Задание —
Выведите все строки данных ниже дословно, не включая изображения в ответ.

---------- Список данных

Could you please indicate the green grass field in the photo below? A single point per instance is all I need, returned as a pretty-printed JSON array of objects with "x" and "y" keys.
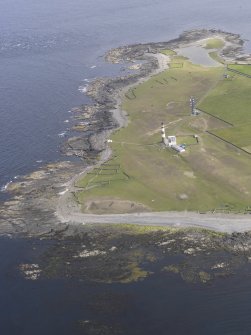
[
  {"x": 240, "y": 67},
  {"x": 214, "y": 43},
  {"x": 230, "y": 100},
  {"x": 209, "y": 175}
]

--------------------

Результат упражнения —
Could you please indicate the green grass field in the photo below? A single point per instance is all I need, returned as a pretty-printed JSON array of objects with "x" and "y" keys.
[
  {"x": 240, "y": 67},
  {"x": 214, "y": 43},
  {"x": 230, "y": 100},
  {"x": 209, "y": 175}
]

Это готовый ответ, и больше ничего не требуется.